■ **INFORMATION SHOWN**:
>>

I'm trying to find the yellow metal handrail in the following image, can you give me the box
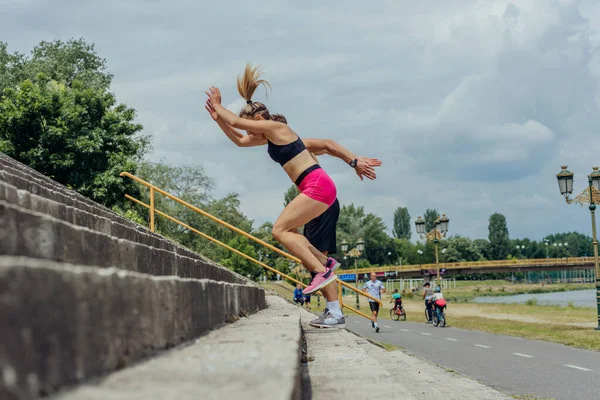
[125,195,306,286]
[121,172,382,319]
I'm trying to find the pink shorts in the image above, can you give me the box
[296,165,337,206]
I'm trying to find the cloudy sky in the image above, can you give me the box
[3,0,600,242]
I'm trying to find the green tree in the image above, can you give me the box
[221,236,262,278]
[472,239,490,260]
[136,161,258,267]
[423,208,439,233]
[442,235,485,262]
[337,203,392,266]
[136,161,214,238]
[488,213,510,260]
[283,185,300,206]
[393,238,416,265]
[393,206,411,239]
[193,193,254,261]
[543,232,592,258]
[0,39,149,208]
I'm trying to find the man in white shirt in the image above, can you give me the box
[362,272,386,332]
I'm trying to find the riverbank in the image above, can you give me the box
[411,280,595,303]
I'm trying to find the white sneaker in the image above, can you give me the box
[309,310,346,328]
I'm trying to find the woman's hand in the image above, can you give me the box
[205,100,219,121]
[355,156,382,181]
[205,86,222,106]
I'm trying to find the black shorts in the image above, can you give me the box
[304,296,311,303]
[304,198,340,254]
[369,301,380,313]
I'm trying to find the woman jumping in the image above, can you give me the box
[206,105,381,327]
[205,64,379,294]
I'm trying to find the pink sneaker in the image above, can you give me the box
[303,268,337,295]
[326,257,340,272]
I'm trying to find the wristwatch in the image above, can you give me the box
[349,158,358,168]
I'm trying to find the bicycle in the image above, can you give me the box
[424,302,434,323]
[432,306,447,328]
[390,303,406,321]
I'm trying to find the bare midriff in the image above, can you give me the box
[281,150,317,183]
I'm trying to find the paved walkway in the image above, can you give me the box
[300,307,510,400]
[348,316,600,400]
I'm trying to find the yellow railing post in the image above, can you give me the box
[149,187,155,233]
[338,281,343,305]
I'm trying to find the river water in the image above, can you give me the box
[473,289,596,308]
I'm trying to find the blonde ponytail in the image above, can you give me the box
[237,64,272,119]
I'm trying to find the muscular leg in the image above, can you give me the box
[272,194,329,274]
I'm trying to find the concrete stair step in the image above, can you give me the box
[301,316,416,399]
[0,178,181,255]
[0,165,202,262]
[50,296,301,400]
[0,200,247,284]
[0,256,266,400]
[0,154,107,212]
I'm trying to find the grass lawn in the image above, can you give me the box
[449,316,600,351]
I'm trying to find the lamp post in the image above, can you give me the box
[555,165,600,330]
[515,244,525,259]
[415,214,450,285]
[342,238,365,310]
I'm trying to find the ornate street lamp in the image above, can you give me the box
[415,214,450,285]
[415,216,426,236]
[439,214,450,234]
[555,165,600,330]
[356,238,365,252]
[556,166,574,197]
[590,166,600,191]
[341,239,349,254]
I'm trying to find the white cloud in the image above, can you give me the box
[2,0,600,240]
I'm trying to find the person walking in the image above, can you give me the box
[363,272,386,332]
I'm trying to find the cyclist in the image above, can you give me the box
[293,284,305,307]
[430,286,447,322]
[390,288,403,313]
[422,282,434,323]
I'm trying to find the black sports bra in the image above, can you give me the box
[267,135,307,166]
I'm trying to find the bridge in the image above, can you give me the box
[291,257,596,280]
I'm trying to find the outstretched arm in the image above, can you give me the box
[206,86,284,135]
[205,101,266,147]
[303,138,355,163]
[303,138,383,181]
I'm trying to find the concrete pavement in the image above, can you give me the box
[53,296,301,400]
[348,316,600,400]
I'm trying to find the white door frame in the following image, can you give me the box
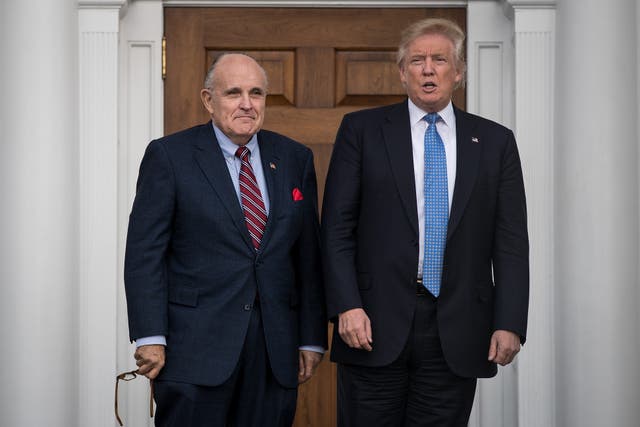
[77,1,556,426]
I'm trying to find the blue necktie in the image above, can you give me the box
[422,113,448,297]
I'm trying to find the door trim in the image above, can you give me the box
[111,2,557,426]
[163,1,467,6]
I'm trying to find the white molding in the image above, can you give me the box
[513,6,555,427]
[78,6,122,427]
[163,0,467,6]
[466,4,517,426]
[475,42,504,122]
[117,2,164,425]
[505,0,556,7]
[116,2,556,427]
[79,0,127,8]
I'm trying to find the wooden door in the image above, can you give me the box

<<

■ **INSTRUCTIONS FOR THE TASK**: When you copy the entries above, keep every word exactly and omit the images.

■ **RESPONSE TO THIS EXERCISE**:
I'm trying to find the yellow metal handrail in the following image, can you give me the box
[125,195,306,286]
[121,172,382,319]
I'm trying to find the pink shorts in the image above, can you give me the box
[296,165,337,206]
I'm trying to find the cloudy sky in the image above, can you give me the box
[3,0,600,242]
I'm trying to find the green tree in the image above, can you give me the box
[221,236,262,278]
[472,239,490,260]
[136,161,258,267]
[423,208,439,233]
[442,235,485,262]
[337,203,392,266]
[136,161,214,238]
[488,213,510,260]
[283,185,300,206]
[393,238,416,265]
[393,206,411,239]
[193,193,254,261]
[543,232,592,258]
[0,39,149,208]
I'm trying to find the man in white shirt in the image above, can you give me the box
[362,272,386,332]
I'm trying to find the riverbank in the image above, can you give me the box
[411,280,595,303]
I'm trying to find the white sneaker in the image above, can you give me the box
[309,310,346,328]
I'm trying to find the woman's hand in the image above, can you give me the box
[205,100,219,121]
[355,156,382,181]
[205,86,222,106]
I'm trying to find the black shorts in the image above, can you give me the box
[304,296,311,303]
[304,198,340,254]
[369,301,380,313]
I'm trying to find the woman jumping in the image above, can you give me the box
[206,105,381,327]
[205,64,379,294]
I'm trying to find the pink sneaker in the image above, can you give me the box
[303,268,337,295]
[326,257,340,272]
I'm trying to find the wristwatch in the image above, can you give me the box
[349,158,358,168]
I'm trying to find the bicycle in the image above, can you give me the box
[424,302,434,323]
[432,306,447,328]
[390,303,406,321]
I'm trying to find the bare midriff in the image above, can you give me the box
[281,150,317,183]
I'm trying to find the paved walkway in the image above, can you give me the box
[300,307,510,400]
[348,316,600,400]
I'm trying to find the yellow railing post in the image above, can you give me the box
[149,187,155,233]
[338,281,343,305]
I'm trying to find the river water in the image above, can you give me the box
[473,289,596,308]
I'm trying to find the blonde ponytail in the image above, can you give me the box
[237,64,272,119]
I'm trying to find the muscular leg in the image above, can you give me the box
[272,194,329,274]
I'm trying to find the concrete stair step in the image above, can you give me the box
[301,316,416,399]
[0,178,181,255]
[0,165,202,262]
[50,296,301,400]
[0,200,247,284]
[0,256,266,400]
[0,154,107,212]
I'm trying to find the grass lawn in the image above, can you give me the box
[449,316,600,351]
I'm trying to find the lamp post in the image above, can you give me the box
[555,165,600,330]
[515,244,525,259]
[415,214,450,285]
[342,238,365,310]
I'm trying to find the ornate street lamp in the image above, can you give me the box
[415,214,450,285]
[415,216,426,236]
[439,214,450,234]
[555,165,600,330]
[356,238,365,252]
[556,166,574,197]
[590,166,600,191]
[341,239,349,254]
I'm trying to find the white cloud in the image above, can you give me the box
[2,0,600,240]
I'm trying to find the person walking in the image above, can you give me the box
[363,272,386,332]
I'm trying to find the cyclist in the image above, can you give me the box
[293,284,305,307]
[430,286,447,322]
[390,288,403,313]
[422,282,434,323]
I'm trying to find the black sports bra in the image above, can you give me the box
[267,135,307,166]
I'm trying to find the bridge in the image above, can you give me the box
[291,257,596,280]
I'm trying to find the outstretched arm in the image above, can you give me the box
[206,86,284,135]
[205,101,266,147]
[303,138,355,163]
[303,138,383,181]
I'm trying to find the concrete pavement in the image above, can you give me the box
[53,296,301,400]
[348,316,600,400]
I'm trying to find the white door frame in the following image, can you give me the box
[77,1,556,426]
I'm trying to find the blue necktie in the image above, can you give me the box
[422,113,448,297]
I'm trying to find the door trim in the image above, can you give me the box
[111,2,557,426]
[163,1,467,6]
I'm trying to find the white molding in the image above, can you give me the box
[513,6,555,427]
[78,6,122,427]
[163,0,467,6]
[466,4,517,426]
[475,42,504,122]
[117,2,164,425]
[505,0,556,7]
[116,2,556,427]
[79,0,127,8]
I'm trying to find the wooden door in the image above, can you give me the box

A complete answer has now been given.